**Problem details**: Please print every record below exactly as it appears.

START Available records

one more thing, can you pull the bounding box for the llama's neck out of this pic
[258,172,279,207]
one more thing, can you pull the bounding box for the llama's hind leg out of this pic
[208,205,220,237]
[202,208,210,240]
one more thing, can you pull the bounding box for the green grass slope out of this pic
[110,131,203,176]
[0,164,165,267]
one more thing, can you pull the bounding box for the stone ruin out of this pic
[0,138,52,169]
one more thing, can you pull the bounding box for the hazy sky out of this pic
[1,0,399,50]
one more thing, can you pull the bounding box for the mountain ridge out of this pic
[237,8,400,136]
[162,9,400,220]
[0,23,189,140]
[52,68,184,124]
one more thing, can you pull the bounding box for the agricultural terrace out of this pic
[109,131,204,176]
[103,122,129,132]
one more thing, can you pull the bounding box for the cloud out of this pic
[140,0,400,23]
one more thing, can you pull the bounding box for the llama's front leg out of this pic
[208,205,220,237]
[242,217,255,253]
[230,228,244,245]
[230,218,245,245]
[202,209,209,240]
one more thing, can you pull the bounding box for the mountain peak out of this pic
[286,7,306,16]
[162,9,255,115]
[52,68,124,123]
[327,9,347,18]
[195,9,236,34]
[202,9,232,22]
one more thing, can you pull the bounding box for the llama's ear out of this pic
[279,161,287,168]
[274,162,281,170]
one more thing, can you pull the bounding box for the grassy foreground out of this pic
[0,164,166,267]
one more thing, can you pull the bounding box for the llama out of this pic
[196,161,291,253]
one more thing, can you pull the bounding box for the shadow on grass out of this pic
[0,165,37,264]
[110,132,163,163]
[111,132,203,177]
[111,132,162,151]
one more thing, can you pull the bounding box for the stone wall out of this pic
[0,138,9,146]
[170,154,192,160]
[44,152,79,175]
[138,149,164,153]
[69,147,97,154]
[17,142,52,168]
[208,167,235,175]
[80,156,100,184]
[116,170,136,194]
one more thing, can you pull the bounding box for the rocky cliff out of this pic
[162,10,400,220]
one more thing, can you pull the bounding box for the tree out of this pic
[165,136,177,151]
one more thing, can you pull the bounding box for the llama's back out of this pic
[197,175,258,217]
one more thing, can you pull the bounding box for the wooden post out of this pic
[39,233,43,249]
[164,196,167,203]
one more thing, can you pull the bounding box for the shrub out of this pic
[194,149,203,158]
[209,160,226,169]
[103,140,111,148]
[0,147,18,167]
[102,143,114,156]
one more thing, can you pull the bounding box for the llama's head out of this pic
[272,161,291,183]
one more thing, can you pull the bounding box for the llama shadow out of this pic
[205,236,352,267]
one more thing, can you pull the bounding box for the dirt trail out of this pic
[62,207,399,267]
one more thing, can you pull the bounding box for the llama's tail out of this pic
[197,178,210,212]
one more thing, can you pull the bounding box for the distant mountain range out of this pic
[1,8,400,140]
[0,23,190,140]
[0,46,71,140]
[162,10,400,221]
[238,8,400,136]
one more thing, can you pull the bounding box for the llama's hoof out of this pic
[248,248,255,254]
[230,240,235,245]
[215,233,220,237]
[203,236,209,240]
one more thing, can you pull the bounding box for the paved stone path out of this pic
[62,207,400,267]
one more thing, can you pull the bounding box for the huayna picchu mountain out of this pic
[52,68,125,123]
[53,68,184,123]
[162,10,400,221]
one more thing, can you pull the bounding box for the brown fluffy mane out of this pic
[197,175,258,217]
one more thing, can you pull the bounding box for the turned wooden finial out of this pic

END Available records

**Answer space**:
one more thing, can you pull the bounding box for the llama's neck out of this pic
[258,172,279,207]
one more thing, can you pull the bounding box for the llama's hind leg out of this pic
[208,205,220,237]
[202,208,210,240]
one more thing, can you pull the bounding box for the green grass slope out of this pic
[110,131,203,176]
[0,164,165,267]
one more thing, can you pull the bounding box for the stone ruin out of this pic
[0,138,52,169]
one more thing, can you pull the bounding box for the hazy sky out of this pic
[1,0,399,50]
one more thing, can you pull the bounding box for the mountain ridge out of this pic
[237,8,400,136]
[162,9,400,220]
[0,23,189,140]
[52,68,184,124]
one more thing, can you pull the bounding box for the agricultural terrace out of this pic
[109,131,204,176]
[103,122,129,132]
one more thing, can you pull the bounding box for the cloud out of this pic
[140,0,400,23]
one more thing, can you pull the bounding box for the llama's front leg out of this pic
[208,205,220,237]
[242,217,255,253]
[230,228,244,245]
[230,218,245,245]
[202,209,209,240]
one more thing, can you pull the bounding box for the mountain peak out of this pic
[286,7,306,16]
[162,9,255,115]
[52,68,124,123]
[327,9,347,18]
[195,9,236,34]
[202,9,232,22]
one more thing, can you pull the bounding box for the llama's ear out of this pic
[279,161,287,168]
[274,162,281,170]
one more thing, can you pull the bounding box for the grassy foreground out of this pic
[0,164,166,267]
one more thing, can you pull the bounding box for the llama out of this pic
[196,161,291,253]
one more thing, can you pull the bounding box for the shadow on grass out of this pic
[0,165,37,264]
[110,132,163,163]
[111,132,203,177]
[111,132,162,151]
one more thing, can you pull the bounding box for the stone wall out of this pic
[0,138,9,146]
[170,154,192,160]
[44,152,79,175]
[138,149,164,153]
[69,147,97,154]
[17,142,52,168]
[208,167,235,175]
[80,156,100,184]
[116,170,136,194]
one more thing, can you pull the bounding box for the rocky cliff out of this pic
[162,10,400,220]
one more thing, can you pull the bounding box for the tree out of this pic
[165,136,177,151]
one more thing, can you pull the bounding box for the llama's back out of this pic
[197,175,258,217]
one more thing, can you pull the bounding box for the wooden post out of this pic
[39,233,43,249]
[164,196,167,203]
one more thing, can you pull the bounding box for the shrub out of this pic
[194,149,203,158]
[209,160,226,169]
[103,140,111,148]
[0,147,18,167]
[102,143,114,156]
one more thing, can you pull the bounding box for the llama's head out of this pic
[272,161,291,183]
one more thing, can you pull the bounding box for the llama shadow out of this pic
[205,236,352,267]
one more thing, can you pull the bounding box for the dirt trail out of this pic
[62,207,399,267]
one more thing, can you pull the bounding box for the llama's tail out of this pic
[197,178,210,212]
one more thing, can you pull the bounding box for the distant mountain range out of this pic
[1,8,400,140]
[0,23,190,140]
[0,46,71,140]
[162,10,400,221]
[238,8,400,136]
one more thing, can you pull the bounding box for the llama's hoof out of this pic
[248,248,255,254]
[230,240,235,245]
[215,233,220,237]
[203,236,209,240]
one more thing, can you pull the bounding box for the paved stone path out of this pic
[62,207,400,267]
one more thing, can you pull the bounding box for the huayna picchu mountain out of this pic
[52,68,125,123]
[53,68,184,123]
[162,10,400,221]
one more thing, can you pull the bounding box for the brown fluffy mane out of this pic
[197,175,258,217]
one more thing, can you pull the bounding box for the turned wooden finial out of this pic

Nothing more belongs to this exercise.